[Dataset entries]
● ● ● ● ● ● ●

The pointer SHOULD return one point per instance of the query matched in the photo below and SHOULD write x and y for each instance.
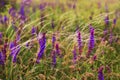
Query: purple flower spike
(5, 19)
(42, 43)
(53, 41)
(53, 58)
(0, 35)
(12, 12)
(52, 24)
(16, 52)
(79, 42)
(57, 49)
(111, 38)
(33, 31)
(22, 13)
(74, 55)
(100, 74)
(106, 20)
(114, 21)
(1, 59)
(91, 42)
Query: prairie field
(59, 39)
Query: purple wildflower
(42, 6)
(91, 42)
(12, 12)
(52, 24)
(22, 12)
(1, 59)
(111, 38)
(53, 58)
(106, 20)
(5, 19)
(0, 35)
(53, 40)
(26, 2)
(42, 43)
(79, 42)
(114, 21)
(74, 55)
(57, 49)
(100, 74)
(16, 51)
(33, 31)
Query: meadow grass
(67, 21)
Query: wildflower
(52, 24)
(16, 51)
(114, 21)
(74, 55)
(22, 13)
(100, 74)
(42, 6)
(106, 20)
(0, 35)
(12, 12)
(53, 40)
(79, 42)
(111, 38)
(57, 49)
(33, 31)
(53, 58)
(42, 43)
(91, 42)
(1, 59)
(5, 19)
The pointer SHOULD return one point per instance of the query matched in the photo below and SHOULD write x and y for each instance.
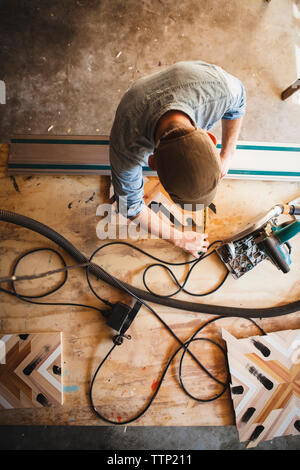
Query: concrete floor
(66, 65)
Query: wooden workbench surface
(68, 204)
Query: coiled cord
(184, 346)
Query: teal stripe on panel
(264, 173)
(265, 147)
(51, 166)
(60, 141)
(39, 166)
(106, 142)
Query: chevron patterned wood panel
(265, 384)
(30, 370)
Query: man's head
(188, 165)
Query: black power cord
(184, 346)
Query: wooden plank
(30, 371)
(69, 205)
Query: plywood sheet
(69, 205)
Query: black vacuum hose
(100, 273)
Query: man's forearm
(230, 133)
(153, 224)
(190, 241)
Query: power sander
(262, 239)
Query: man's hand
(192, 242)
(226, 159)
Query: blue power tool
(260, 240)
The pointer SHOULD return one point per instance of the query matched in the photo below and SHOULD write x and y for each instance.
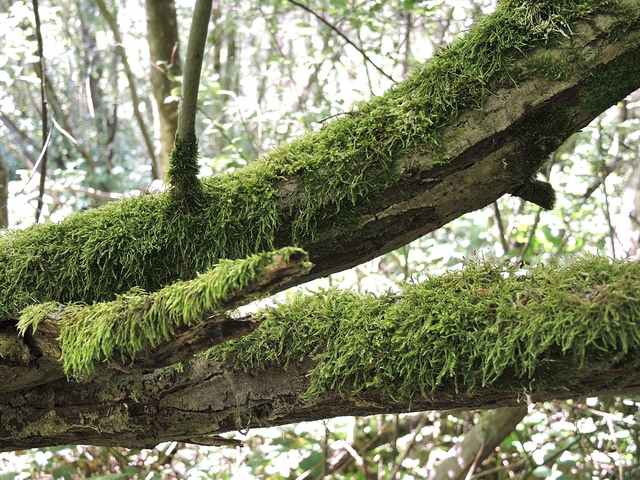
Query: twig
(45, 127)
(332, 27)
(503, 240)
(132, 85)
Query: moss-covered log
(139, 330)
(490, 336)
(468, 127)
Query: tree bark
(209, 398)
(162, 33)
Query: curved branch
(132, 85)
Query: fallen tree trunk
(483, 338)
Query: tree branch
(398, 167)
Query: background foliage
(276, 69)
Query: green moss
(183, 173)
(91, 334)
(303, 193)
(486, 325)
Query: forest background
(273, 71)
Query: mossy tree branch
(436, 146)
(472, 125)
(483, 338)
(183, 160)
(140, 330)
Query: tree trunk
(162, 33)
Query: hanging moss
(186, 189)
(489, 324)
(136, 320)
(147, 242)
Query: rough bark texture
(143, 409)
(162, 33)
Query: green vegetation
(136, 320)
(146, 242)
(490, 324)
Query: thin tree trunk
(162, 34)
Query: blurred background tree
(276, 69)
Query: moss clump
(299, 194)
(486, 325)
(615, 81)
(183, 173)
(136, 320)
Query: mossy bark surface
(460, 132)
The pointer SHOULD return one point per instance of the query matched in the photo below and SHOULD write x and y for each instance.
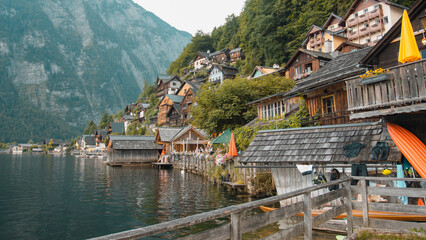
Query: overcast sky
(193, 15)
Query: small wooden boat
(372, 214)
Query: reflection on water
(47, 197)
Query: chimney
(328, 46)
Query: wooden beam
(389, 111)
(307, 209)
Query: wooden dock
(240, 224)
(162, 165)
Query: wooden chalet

● ● ● ● ● ● ●

■ Task instructions:
The copy you write must hold every record verbatim and none of the pictures.

■ Exercise response:
The pointer SHOULD return one point per instance of the query matched in the photo below and SHOULD write x and y for each instance.
Query: purple flower spike
(5, 19)
(42, 43)
(53, 41)
(53, 58)
(0, 35)
(12, 12)
(52, 24)
(16, 52)
(79, 42)
(57, 49)
(111, 38)
(33, 31)
(22, 13)
(74, 55)
(100, 74)
(106, 20)
(114, 21)
(1, 59)
(91, 42)
Query: prairie field
(59, 39)
Query: purple wildflower
(42, 6)
(91, 42)
(12, 12)
(52, 24)
(22, 12)
(1, 59)
(111, 38)
(53, 58)
(106, 20)
(5, 19)
(0, 35)
(53, 40)
(26, 2)
(42, 43)
(79, 42)
(114, 21)
(74, 55)
(57, 49)
(100, 74)
(16, 51)
(33, 31)
Query: meadow grass
(67, 21)
Query: wildflower
(52, 24)
(16, 51)
(114, 21)
(74, 55)
(22, 13)
(100, 74)
(42, 6)
(106, 20)
(0, 35)
(12, 12)
(53, 40)
(79, 42)
(111, 38)
(57, 49)
(33, 31)
(53, 58)
(42, 43)
(91, 42)
(1, 59)
(5, 19)
The pointer SHOULD return one point per instance of the query matched in the photo below and SHOULD write x and y for each instance.
Query: concrete floor
(66, 65)
Query: wooden workbench surface
(68, 204)
Query: coiled cord
(184, 346)
Query: teal stripe on panel
(264, 173)
(265, 147)
(51, 166)
(60, 141)
(39, 166)
(106, 142)
Query: chevron patterned wood panel
(265, 384)
(30, 370)
Query: man's head
(188, 165)
Query: black power cord
(184, 346)
Query: wooden plank
(30, 371)
(69, 205)
Query: plywood sheet
(69, 205)
Query: black vacuum hose
(100, 273)
Query: man's forearm
(230, 133)
(153, 224)
(190, 241)
Query: power sander
(262, 239)
Query: man's hand
(192, 242)
(226, 159)
Query: blue power tool
(260, 240)
The pointer SHOULD return one point per instance of the query matched in the photo below and SHOULD write x and y for each instance.
Query: twig
(45, 127)
(332, 27)
(503, 240)
(132, 85)
Query: moss-covered log
(139, 330)
(490, 336)
(468, 127)
Query: tree bark
(209, 398)
(162, 33)
Query: curved branch
(132, 85)
Query: fallen tree trunk
(483, 338)
Query: tree branch
(398, 167)
Query: background foliage
(276, 69)
Query: green moss
(183, 173)
(91, 334)
(303, 193)
(486, 325)
Query: forest background
(273, 71)
Query: mossy tree branch
(436, 146)
(472, 125)
(483, 338)
(183, 160)
(140, 330)
Query: tree trunk
(162, 33)
Query: hanging moss
(186, 189)
(489, 324)
(136, 320)
(147, 242)
Query: rough bark texture
(143, 409)
(162, 33)
Query: green vegetation
(136, 320)
(146, 242)
(490, 324)
Query: thin tree trunk
(162, 34)
Query: blurred background tree
(276, 69)
Query: moss clump
(299, 194)
(486, 325)
(615, 81)
(183, 173)
(136, 320)
Query: mossy bark surface
(460, 132)
The pointer SHOULD return one point per instance of the query matched in the photo below and SHOULD write x and y for each instance.
Query: overcast sky
(193, 15)
Query: small wooden boat
(372, 214)
Query: reflection on water
(47, 197)
Query: chimney
(328, 46)
Query: wooden beam
(389, 111)
(307, 209)
Query: wooden dock
(240, 224)
(162, 165)
Query: wooden chalet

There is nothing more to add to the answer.